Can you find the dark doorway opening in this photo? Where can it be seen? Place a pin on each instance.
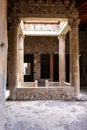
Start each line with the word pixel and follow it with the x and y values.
pixel 55 67
pixel 28 68
pixel 45 66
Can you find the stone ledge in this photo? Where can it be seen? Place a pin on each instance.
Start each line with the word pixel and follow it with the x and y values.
pixel 45 93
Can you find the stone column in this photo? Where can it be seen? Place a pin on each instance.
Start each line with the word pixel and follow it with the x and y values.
pixel 74 57
pixel 51 67
pixel 14 75
pixel 3 59
pixel 21 58
pixel 61 59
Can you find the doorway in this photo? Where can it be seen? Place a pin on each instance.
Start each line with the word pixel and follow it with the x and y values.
pixel 55 67
pixel 28 67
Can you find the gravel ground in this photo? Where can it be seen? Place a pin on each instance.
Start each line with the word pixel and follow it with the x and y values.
pixel 46 115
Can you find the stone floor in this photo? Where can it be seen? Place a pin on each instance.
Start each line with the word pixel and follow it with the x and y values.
pixel 47 115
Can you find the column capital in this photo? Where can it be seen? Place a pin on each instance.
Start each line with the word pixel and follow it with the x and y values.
pixel 14 23
pixel 21 36
pixel 61 37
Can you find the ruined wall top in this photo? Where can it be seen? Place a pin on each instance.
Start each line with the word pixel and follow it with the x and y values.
pixel 42 8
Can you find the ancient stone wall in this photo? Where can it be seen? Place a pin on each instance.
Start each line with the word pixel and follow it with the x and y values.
pixel 83 57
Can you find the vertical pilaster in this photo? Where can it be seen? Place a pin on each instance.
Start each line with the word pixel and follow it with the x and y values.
pixel 61 59
pixel 3 59
pixel 51 67
pixel 21 58
pixel 14 75
pixel 36 66
pixel 74 57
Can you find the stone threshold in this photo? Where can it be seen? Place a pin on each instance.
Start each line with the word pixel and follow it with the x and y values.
pixel 45 93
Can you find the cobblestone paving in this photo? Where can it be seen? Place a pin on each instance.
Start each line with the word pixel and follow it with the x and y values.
pixel 46 115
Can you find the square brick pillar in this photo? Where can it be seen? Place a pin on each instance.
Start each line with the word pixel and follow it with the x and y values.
pixel 21 58
pixel 74 57
pixel 3 59
pixel 14 72
pixel 62 72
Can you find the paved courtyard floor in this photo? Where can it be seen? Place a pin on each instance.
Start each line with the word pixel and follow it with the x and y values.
pixel 46 115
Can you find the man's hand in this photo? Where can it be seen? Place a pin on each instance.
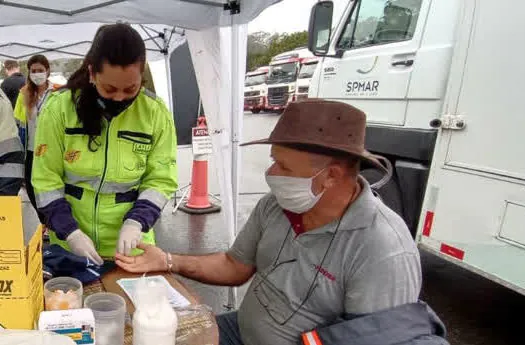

- _What the task asks_: Could you copy out every item above word for word, leaving the pictures out of your answer?

- _Result of the exercise_:
Can you find the dark doorway opening in this photo? Where can it be seen? Place a pin on each instance.
Start each line with the word pixel and follow it with the x and y values.
pixel 55 67
pixel 28 68
pixel 45 66
Can you find the stone ledge in this photo? Where can it be seen? Place a pin on each instance.
Start each line with the word pixel and follow it with the x and y values.
pixel 45 93
Can you find the stone column in this photo? Where can it be seen? Place a pin on each instance.
Start each line with the word pixel and follow it with the x and y values.
pixel 74 57
pixel 51 67
pixel 14 75
pixel 3 59
pixel 21 58
pixel 61 59
Can you find the doorway in this photo? Where can it be seen? Place a pin on each instance.
Start each line with the word pixel and follow it with the x and y values.
pixel 55 67
pixel 28 67
Can you find the gravel ground in this photo? Where can it be seen? Place a pin on each instance.
Start each line with the word pixel and follow it with the x and y values.
pixel 46 115
Can you find the stone floor in this photo? Where can it be seen? Place a pin on each instance.
Start each line with the word pixel and follow it with the x and y values.
pixel 47 115
Can you find the column capital in this photo? Where can it be seen? Place a pin on each instance.
Start each line with the word pixel and follow it with the x and y values.
pixel 14 23
pixel 21 36
pixel 61 37
Can you find the ruined wall top in this photo? Where can it be seen? Place a pin on each instance.
Start each line with the word pixel and follow it with the x and y values.
pixel 42 8
Can you find the ancient stone wall in this photo? Where can it be seen? Place a pin on each instance.
Start each line with the word pixel and follow it with the x and y values.
pixel 83 57
Can you find the vertical pilaster in this photo? Where can it be seen? Place a pin on each instance.
Start each line with the word pixel and follow it with the x and y values.
pixel 61 59
pixel 3 59
pixel 51 67
pixel 21 58
pixel 14 75
pixel 36 66
pixel 74 57
Can you find the stone threshold in this photo? Where can it be seen? Place a pin on each instance.
Start each line with the word pixel and follow it with the x and y values.
pixel 45 93
Can you find the cobblestone paving in this photo? Where can it be seen? Place a pin on each instance.
Start each line with the word pixel and follow it with the x and y values.
pixel 46 115
Can you find the square brick pillar in this photo? Where can it be seen? Place a pin on each instance.
Start each line with the word pixel and follow it with the x and y values.
pixel 21 58
pixel 74 57
pixel 3 59
pixel 14 72
pixel 62 72
Can you find the paved courtyard floor in this photo? Where can it be seen? Place a pin on each instance.
Start each line with the word pixel and follow it with the x and y values.
pixel 46 115
Can you find the man's hand in this photo? Where can it be seen? Place a pin on each instance.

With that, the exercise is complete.